> **Exercise aim**:
Reproduce every one of the following records line for line, with no alteration.
Information shown start
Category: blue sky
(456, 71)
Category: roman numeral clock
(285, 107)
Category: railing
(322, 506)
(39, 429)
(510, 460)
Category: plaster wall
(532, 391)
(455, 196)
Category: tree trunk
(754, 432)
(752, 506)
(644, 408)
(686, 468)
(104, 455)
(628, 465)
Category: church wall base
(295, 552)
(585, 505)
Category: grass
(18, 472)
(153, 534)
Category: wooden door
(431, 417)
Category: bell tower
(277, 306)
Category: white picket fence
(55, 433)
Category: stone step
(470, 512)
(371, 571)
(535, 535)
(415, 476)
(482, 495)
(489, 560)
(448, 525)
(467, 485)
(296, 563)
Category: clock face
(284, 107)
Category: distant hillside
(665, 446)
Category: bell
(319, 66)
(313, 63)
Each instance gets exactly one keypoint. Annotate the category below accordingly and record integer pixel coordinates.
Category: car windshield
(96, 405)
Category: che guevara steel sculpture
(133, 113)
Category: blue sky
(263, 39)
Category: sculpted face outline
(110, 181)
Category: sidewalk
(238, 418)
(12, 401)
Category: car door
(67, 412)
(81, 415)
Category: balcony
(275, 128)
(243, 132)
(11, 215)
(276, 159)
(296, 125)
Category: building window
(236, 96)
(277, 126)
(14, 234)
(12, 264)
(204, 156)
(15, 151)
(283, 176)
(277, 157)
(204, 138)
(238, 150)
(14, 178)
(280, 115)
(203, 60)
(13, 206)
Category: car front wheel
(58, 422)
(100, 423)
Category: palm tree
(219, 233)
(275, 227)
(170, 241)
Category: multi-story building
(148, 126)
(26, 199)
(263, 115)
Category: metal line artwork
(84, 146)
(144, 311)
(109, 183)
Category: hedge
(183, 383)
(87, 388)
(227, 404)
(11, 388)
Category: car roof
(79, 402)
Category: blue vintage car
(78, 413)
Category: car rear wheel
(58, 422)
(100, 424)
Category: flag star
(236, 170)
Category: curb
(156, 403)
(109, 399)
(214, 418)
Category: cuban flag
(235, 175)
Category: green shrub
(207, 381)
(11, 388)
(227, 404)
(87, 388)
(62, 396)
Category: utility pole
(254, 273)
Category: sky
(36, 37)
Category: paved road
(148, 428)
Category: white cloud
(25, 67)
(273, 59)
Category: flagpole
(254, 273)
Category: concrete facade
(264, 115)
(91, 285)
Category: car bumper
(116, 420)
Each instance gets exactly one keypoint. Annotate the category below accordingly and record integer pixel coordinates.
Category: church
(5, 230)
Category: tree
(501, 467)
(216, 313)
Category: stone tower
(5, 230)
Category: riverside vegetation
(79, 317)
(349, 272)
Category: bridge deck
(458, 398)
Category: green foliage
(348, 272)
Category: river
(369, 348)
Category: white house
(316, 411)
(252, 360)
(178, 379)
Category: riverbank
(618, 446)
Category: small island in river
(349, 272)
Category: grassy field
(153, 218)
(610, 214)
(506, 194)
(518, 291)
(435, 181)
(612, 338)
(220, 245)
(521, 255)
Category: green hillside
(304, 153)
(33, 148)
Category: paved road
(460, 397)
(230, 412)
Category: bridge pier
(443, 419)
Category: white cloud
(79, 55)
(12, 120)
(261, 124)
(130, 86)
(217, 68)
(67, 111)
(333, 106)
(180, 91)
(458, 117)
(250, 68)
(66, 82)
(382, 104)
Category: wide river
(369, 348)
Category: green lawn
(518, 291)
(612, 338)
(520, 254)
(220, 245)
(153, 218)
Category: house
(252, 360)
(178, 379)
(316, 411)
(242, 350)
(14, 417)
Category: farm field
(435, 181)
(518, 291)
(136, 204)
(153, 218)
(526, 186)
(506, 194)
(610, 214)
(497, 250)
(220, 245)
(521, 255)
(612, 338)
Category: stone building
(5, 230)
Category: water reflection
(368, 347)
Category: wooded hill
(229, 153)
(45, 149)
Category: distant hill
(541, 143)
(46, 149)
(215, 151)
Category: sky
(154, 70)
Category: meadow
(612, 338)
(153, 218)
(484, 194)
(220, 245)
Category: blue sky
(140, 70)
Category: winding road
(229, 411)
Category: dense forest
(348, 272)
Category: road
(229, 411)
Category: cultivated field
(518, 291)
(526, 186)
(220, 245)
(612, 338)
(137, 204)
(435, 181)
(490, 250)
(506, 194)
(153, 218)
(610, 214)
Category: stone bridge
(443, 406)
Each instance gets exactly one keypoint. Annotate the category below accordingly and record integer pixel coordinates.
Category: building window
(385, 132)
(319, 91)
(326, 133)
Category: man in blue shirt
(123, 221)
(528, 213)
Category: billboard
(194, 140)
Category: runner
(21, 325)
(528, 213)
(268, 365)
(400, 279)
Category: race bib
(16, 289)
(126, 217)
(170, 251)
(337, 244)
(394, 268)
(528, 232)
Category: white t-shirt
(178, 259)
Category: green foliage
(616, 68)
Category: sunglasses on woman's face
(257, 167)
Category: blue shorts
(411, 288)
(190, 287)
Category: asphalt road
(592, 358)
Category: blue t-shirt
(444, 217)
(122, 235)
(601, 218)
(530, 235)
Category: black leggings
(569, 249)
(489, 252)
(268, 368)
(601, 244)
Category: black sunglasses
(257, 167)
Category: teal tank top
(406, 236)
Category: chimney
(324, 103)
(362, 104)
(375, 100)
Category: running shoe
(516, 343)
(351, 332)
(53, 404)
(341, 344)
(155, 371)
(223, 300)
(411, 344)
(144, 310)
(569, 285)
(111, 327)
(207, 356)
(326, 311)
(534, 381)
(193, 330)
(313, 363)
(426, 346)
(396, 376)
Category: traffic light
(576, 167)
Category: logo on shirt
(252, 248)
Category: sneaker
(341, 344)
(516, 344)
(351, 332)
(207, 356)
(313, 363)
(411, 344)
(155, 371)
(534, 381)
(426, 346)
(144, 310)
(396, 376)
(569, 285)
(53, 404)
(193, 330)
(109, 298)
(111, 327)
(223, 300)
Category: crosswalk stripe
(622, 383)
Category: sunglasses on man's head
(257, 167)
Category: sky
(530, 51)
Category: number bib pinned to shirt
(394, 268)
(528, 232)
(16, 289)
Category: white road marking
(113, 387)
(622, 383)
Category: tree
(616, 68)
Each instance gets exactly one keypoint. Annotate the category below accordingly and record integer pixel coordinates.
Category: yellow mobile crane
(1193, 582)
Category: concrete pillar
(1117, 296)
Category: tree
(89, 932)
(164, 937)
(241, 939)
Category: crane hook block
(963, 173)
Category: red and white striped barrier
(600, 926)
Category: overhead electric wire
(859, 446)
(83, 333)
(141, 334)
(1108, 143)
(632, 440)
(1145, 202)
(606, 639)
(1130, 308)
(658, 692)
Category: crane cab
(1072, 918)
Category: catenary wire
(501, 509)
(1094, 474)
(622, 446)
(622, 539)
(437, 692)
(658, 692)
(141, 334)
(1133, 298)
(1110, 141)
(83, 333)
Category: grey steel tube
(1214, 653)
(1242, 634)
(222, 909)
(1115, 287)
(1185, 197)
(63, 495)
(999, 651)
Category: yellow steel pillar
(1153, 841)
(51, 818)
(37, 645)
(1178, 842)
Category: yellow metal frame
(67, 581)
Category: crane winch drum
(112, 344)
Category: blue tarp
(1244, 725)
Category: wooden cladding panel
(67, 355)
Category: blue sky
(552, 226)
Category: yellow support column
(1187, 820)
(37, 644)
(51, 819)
Information shown end
> **Answer below**:
Category: blue sky
(456, 71)
Category: roman numeral clock
(285, 107)
Category: railing
(322, 506)
(39, 429)
(510, 460)
Category: plaster wall
(532, 391)
(455, 196)
Category: tree trunk
(754, 432)
(752, 506)
(644, 408)
(686, 468)
(104, 455)
(628, 465)
Category: church wall base
(295, 552)
(585, 505)
Category: grass
(18, 472)
(153, 534)
Category: wooden door
(431, 417)
Category: bell tower
(277, 306)
Category: white picket fence
(55, 433)
Category: stone step
(470, 512)
(371, 571)
(535, 535)
(415, 476)
(482, 495)
(489, 560)
(448, 525)
(467, 485)
(296, 563)
Category: clock face
(284, 107)
Category: distant hillside
(665, 446)
Category: bell
(319, 66)
(313, 63)
Each instance gets exactly one keypoint. Annotate the category below accordingly and record integer pixel coordinates.
Category: car windshield
(96, 405)
Category: che guevara steel sculpture
(133, 113)
Category: blue sky
(263, 39)
Category: sculpted face outline
(110, 181)
Category: sidewalk
(238, 418)
(12, 401)
Category: car door
(67, 412)
(81, 415)
Category: balcony
(275, 128)
(243, 132)
(11, 215)
(276, 159)
(296, 125)
Category: building window
(236, 96)
(277, 126)
(14, 234)
(12, 264)
(204, 156)
(15, 151)
(283, 176)
(277, 157)
(204, 138)
(238, 150)
(14, 178)
(280, 115)
(203, 60)
(13, 206)
Category: car front wheel
(58, 422)
(100, 423)
Category: palm tree
(219, 233)
(275, 227)
(170, 241)
Category: multi-story building
(148, 126)
(26, 199)
(263, 115)
Category: metal line artwork
(84, 146)
(144, 311)
(109, 183)
Category: hedge
(183, 383)
(87, 388)
(227, 404)
(11, 388)
Category: car roof
(79, 402)
Category: blue vintage car
(78, 413)
Category: car rear wheel
(58, 422)
(100, 424)
Category: flag star
(236, 170)
Category: curb
(156, 403)
(109, 399)
(214, 418)
Category: cuban flag
(235, 175)
Category: green shrub
(207, 381)
(11, 388)
(227, 404)
(87, 388)
(62, 396)
Category: utility pole
(254, 273)
Category: sky
(36, 37)
Category: paved road
(148, 428)
Category: white cloud
(25, 67)
(273, 59)
Category: flagpole
(254, 273)
Category: concrete facade
(264, 115)
(91, 285)
Category: car bumper
(116, 420)
Each instance gets exactly one keypoint. Annotate the category below accordingly and record integer pixel coordinates.
Category: church
(5, 230)
Category: tree
(501, 467)
(216, 313)
Category: stone tower
(5, 230)
Category: riverside vegetation
(79, 317)
(349, 272)
Category: bridge deck
(458, 398)
Category: green foliage
(348, 272)
Category: river
(369, 348)
Category: white house
(316, 411)
(252, 360)
(178, 379)
Category: riverbank
(618, 446)
Category: small island in river
(349, 272)
Category: grassy field
(153, 218)
(610, 214)
(506, 194)
(518, 291)
(435, 181)
(612, 338)
(220, 245)
(521, 255)
Category: green hillside
(304, 153)
(33, 148)
Category: paved road
(460, 397)
(230, 412)
Category: bridge pier
(443, 419)
Category: white cloud
(79, 55)
(12, 120)
(261, 124)
(130, 86)
(217, 68)
(67, 111)
(333, 106)
(180, 91)
(458, 117)
(250, 68)
(66, 82)
(382, 104)
Category: wide river
(369, 348)
Category: green lawn
(518, 291)
(612, 338)
(520, 254)
(220, 245)
(153, 218)
Category: house
(252, 360)
(178, 379)
(316, 411)
(242, 350)
(14, 417)
Category: farm field
(435, 181)
(518, 291)
(136, 204)
(153, 218)
(526, 186)
(506, 194)
(610, 214)
(497, 250)
(220, 245)
(521, 255)
(612, 338)
Category: stone building
(5, 230)
Category: water reflection
(368, 347)
Category: wooded hill
(229, 153)
(45, 149)
Category: distant hill
(541, 143)
(46, 149)
(215, 151)
Category: sky
(154, 70)
Category: meadow
(612, 338)
(153, 218)
(484, 194)
(220, 245)
Category: blue sky
(140, 70)
Category: winding road
(229, 411)
Category: dense forest
(348, 272)
Category: road
(229, 411)
Category: cultivated field
(518, 291)
(526, 186)
(220, 245)
(612, 338)
(137, 204)
(435, 181)
(490, 250)
(506, 194)
(153, 218)
(610, 214)
Category: stone bridge
(443, 406)
Each instance gets exactly one keypoint. Annotate the category below accordingly and record integer pixel coordinates.
Category: building window
(385, 132)
(319, 91)
(326, 133)
Category: man in blue shirt
(123, 221)
(528, 213)
Category: billboard
(194, 140)
Category: runner
(21, 325)
(528, 213)
(268, 365)
(400, 279)
Category: race bib
(16, 289)
(126, 217)
(170, 251)
(337, 244)
(394, 268)
(528, 232)
Category: white t-shirt
(178, 259)
Category: green foliage
(616, 68)
Category: sunglasses on woman's face
(257, 167)
Category: blue shorts
(411, 288)
(190, 287)
Category: asphalt road
(592, 358)
Category: blue t-shirt
(444, 217)
(122, 235)
(601, 218)
(530, 235)
Category: black leggings
(569, 249)
(489, 252)
(268, 368)
(601, 244)
Category: black sunglasses
(257, 167)
Category: teal tank top
(406, 236)
Category: chimney
(324, 103)
(362, 104)
(375, 100)
Category: running shoe
(516, 343)
(351, 332)
(53, 404)
(341, 344)
(155, 371)
(223, 300)
(411, 344)
(144, 310)
(569, 285)
(111, 327)
(207, 356)
(326, 311)
(534, 381)
(193, 330)
(313, 363)
(426, 346)
(396, 376)
Category: traffic light
(576, 167)
Category: logo on shirt
(252, 248)
Category: sneaker
(341, 344)
(516, 344)
(351, 332)
(207, 356)
(313, 363)
(411, 344)
(155, 371)
(534, 381)
(426, 346)
(144, 310)
(396, 376)
(569, 285)
(53, 404)
(193, 330)
(109, 298)
(111, 327)
(223, 300)
Category: crosswalk stripe
(622, 383)
Category: sunglasses on man's head
(257, 167)
Category: sky
(530, 51)
Category: number bib pinned to shirt
(394, 268)
(528, 232)
(16, 289)
Category: white road marking
(113, 387)
(622, 383)
Category: tree
(616, 68)
Each instance gets exactly one keypoint. Annotate the category below accordingly and record integer pixel coordinates.
Category: yellow mobile crane
(1193, 582)
Category: concrete pillar
(1117, 296)
Category: tree
(89, 932)
(164, 937)
(241, 939)
Category: crane hook block
(963, 173)
Category: red and white striped barrier
(600, 926)
Category: overhead electric wire
(859, 446)
(83, 333)
(141, 334)
(1108, 143)
(632, 440)
(1145, 202)
(606, 639)
(1130, 308)
(658, 692)
Category: crane cab
(1072, 918)
Category: catenary wire
(501, 509)
(1094, 474)
(622, 446)
(622, 539)
(437, 692)
(658, 692)
(141, 334)
(1133, 298)
(1110, 141)
(83, 333)
Category: grey steel tube
(1214, 653)
(1242, 634)
(222, 909)
(1115, 287)
(1185, 197)
(63, 495)
(999, 651)
Category: yellow steel pillar
(1153, 841)
(51, 818)
(37, 645)
(1178, 842)
Category: yellow metal frame
(67, 581)
Category: crane winch drum
(112, 344)
Category: blue tarp
(1244, 725)
Category: wooden cladding panel
(67, 355)
Category: blue sky
(552, 226)
Category: yellow support column
(1187, 820)
(37, 644)
(51, 819)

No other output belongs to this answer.